_TASK TO COMPLETE_
Search the records for the string "below", then copy each line where it appears.

_SUPPLIED RECORDS_
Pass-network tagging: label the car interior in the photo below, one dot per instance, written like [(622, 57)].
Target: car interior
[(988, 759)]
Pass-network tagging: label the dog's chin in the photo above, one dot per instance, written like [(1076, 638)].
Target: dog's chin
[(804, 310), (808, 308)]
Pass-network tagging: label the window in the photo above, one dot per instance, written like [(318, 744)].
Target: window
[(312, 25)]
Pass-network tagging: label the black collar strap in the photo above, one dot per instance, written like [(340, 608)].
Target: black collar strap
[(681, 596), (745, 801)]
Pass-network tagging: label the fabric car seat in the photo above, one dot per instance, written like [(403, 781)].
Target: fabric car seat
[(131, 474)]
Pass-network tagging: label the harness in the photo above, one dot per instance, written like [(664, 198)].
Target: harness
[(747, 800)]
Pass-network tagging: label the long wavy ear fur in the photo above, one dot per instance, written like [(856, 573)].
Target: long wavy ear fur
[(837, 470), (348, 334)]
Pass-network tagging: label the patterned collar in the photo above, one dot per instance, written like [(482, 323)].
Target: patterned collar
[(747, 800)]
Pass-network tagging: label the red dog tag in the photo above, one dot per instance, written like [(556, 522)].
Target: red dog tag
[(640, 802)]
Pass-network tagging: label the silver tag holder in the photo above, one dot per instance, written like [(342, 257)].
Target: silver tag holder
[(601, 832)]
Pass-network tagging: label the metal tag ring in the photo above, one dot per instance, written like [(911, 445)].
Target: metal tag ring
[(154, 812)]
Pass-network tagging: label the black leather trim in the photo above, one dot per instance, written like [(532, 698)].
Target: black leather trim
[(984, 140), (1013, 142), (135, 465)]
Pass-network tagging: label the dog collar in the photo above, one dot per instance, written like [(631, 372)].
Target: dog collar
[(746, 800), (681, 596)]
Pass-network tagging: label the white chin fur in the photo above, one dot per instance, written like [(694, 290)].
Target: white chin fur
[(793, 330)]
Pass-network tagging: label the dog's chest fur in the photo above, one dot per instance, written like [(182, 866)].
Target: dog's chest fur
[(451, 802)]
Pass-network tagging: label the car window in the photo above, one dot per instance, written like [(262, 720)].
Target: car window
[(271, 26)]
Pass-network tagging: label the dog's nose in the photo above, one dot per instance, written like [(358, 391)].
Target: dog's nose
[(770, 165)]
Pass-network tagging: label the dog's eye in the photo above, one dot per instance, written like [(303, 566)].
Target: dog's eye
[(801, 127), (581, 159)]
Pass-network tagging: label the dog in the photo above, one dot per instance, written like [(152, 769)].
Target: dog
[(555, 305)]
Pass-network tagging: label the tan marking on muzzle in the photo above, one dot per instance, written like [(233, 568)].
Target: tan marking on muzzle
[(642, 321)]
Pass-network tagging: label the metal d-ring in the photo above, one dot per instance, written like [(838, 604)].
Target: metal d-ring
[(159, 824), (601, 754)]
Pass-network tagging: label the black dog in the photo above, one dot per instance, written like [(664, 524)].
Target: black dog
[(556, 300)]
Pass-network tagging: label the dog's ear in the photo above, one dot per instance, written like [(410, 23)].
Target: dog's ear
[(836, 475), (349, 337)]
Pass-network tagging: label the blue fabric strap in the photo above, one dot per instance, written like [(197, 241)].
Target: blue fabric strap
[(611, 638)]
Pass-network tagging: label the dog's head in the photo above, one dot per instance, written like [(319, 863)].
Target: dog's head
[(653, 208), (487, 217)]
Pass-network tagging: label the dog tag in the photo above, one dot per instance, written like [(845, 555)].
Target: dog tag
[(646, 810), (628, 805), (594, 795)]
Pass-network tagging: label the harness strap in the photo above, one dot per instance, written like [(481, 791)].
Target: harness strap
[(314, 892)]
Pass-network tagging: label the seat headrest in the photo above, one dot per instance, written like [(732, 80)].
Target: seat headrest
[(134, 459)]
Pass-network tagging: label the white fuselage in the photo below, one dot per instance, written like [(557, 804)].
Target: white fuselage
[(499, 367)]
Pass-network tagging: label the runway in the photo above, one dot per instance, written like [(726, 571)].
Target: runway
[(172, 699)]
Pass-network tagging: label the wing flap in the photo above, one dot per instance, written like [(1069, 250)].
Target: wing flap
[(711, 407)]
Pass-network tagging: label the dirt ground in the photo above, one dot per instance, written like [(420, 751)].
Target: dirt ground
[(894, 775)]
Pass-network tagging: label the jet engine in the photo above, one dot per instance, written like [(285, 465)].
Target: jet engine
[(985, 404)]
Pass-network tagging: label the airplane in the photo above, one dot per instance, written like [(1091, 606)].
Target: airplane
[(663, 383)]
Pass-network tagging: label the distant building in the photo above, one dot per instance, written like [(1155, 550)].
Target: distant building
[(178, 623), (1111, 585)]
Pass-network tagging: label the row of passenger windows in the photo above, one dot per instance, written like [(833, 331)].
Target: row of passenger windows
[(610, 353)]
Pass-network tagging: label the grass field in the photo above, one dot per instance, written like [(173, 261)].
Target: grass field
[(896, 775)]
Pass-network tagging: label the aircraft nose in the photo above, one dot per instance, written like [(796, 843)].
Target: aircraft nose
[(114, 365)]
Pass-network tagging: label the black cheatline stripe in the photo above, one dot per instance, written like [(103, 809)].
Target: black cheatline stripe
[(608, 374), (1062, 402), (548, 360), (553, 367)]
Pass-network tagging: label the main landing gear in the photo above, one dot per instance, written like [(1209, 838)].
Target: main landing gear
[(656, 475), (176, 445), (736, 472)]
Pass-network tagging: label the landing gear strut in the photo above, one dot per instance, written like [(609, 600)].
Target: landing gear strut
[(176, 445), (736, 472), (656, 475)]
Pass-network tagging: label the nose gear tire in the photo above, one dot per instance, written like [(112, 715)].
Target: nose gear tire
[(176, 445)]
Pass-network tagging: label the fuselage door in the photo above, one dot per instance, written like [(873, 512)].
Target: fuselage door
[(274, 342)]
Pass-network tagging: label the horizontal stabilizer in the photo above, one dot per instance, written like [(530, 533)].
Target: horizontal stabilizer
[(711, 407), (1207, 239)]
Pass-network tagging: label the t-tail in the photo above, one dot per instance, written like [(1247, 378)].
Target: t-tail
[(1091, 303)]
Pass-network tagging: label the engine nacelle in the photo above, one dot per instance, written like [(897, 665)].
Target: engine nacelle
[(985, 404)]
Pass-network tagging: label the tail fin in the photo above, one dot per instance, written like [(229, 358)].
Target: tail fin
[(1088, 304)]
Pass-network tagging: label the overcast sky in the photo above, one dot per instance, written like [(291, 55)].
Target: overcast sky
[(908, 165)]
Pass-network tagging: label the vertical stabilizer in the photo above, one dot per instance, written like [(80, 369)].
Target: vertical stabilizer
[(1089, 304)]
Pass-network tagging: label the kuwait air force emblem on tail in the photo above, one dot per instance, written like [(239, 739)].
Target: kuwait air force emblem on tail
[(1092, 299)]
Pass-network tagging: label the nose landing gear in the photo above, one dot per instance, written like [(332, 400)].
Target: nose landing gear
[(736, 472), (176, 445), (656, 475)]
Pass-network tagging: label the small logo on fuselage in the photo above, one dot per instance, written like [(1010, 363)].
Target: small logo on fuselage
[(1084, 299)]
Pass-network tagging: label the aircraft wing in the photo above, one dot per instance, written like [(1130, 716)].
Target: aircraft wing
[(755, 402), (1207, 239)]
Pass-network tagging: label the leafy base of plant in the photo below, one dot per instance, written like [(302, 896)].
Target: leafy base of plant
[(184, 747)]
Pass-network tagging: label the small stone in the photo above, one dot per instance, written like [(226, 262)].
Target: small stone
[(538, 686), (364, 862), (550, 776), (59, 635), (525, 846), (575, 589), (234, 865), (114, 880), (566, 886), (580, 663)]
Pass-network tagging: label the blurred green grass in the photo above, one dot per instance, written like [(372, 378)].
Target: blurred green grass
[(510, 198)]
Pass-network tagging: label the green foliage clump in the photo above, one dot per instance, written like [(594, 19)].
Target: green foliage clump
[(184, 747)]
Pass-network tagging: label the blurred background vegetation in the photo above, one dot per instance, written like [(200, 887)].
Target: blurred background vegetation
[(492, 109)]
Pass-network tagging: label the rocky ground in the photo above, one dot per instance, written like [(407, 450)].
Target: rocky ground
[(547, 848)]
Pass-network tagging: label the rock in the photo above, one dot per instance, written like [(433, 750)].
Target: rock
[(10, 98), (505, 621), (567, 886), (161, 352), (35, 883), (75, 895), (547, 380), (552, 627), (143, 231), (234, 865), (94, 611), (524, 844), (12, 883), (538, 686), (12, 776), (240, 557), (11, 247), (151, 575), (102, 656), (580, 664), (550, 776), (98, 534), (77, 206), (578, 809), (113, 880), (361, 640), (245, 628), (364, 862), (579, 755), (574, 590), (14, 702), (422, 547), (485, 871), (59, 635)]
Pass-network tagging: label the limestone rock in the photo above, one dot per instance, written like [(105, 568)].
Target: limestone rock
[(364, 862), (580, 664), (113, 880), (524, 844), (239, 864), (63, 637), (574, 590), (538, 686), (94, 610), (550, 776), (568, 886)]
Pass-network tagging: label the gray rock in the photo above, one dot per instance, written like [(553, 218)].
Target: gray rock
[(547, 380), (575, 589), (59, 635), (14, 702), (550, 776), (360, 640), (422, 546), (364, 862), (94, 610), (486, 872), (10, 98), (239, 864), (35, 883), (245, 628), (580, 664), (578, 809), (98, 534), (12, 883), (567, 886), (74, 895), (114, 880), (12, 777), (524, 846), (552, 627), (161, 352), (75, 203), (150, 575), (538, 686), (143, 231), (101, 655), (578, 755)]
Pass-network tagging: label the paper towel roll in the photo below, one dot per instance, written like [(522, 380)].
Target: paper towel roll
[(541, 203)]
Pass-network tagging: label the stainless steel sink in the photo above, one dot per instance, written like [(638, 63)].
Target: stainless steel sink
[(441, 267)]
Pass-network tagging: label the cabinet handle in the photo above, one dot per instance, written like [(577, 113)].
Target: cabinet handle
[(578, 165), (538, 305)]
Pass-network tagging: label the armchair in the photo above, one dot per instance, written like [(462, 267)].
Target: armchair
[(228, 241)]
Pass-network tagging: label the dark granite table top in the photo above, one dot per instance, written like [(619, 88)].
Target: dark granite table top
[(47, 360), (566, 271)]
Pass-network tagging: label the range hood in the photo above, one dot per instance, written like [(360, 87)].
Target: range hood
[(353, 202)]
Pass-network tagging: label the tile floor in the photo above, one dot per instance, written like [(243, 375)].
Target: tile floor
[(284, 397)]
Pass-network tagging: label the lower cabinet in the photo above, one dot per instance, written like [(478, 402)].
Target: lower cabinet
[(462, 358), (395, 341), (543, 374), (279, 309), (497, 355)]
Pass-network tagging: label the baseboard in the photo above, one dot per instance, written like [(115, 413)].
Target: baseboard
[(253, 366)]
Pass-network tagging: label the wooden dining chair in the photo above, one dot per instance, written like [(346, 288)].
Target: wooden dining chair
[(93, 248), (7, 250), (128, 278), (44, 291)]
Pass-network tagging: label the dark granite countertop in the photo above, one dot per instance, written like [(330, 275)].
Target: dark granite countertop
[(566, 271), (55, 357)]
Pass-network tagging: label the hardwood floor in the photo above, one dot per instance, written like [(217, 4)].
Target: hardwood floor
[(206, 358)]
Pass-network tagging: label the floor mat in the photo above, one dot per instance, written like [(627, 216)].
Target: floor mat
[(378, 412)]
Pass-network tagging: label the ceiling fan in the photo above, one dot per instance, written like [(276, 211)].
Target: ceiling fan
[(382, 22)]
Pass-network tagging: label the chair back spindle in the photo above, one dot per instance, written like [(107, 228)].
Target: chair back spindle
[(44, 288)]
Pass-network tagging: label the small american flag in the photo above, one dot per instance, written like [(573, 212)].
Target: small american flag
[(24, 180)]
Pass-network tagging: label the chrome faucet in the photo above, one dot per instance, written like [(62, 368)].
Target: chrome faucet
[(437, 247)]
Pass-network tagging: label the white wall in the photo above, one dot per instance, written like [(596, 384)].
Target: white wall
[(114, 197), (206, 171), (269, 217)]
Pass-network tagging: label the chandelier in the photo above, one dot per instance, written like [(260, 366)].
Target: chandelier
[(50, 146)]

_ANSWER FOR THIS EXERCISE_
Pass-network tagging: label the car interior in the photo below, one dot per instance, written like [(622, 57)].
Pass-network tagging: label the white fuselage in the photo below, one dot per instance, written like [(557, 804)].
Pass-network tagging: label the leafy base of plant in the photo below, one dot per instance, written like [(302, 896)].
Pass-network tagging: label the paper towel roll in the photo below, one dot per instance, written like [(522, 380)].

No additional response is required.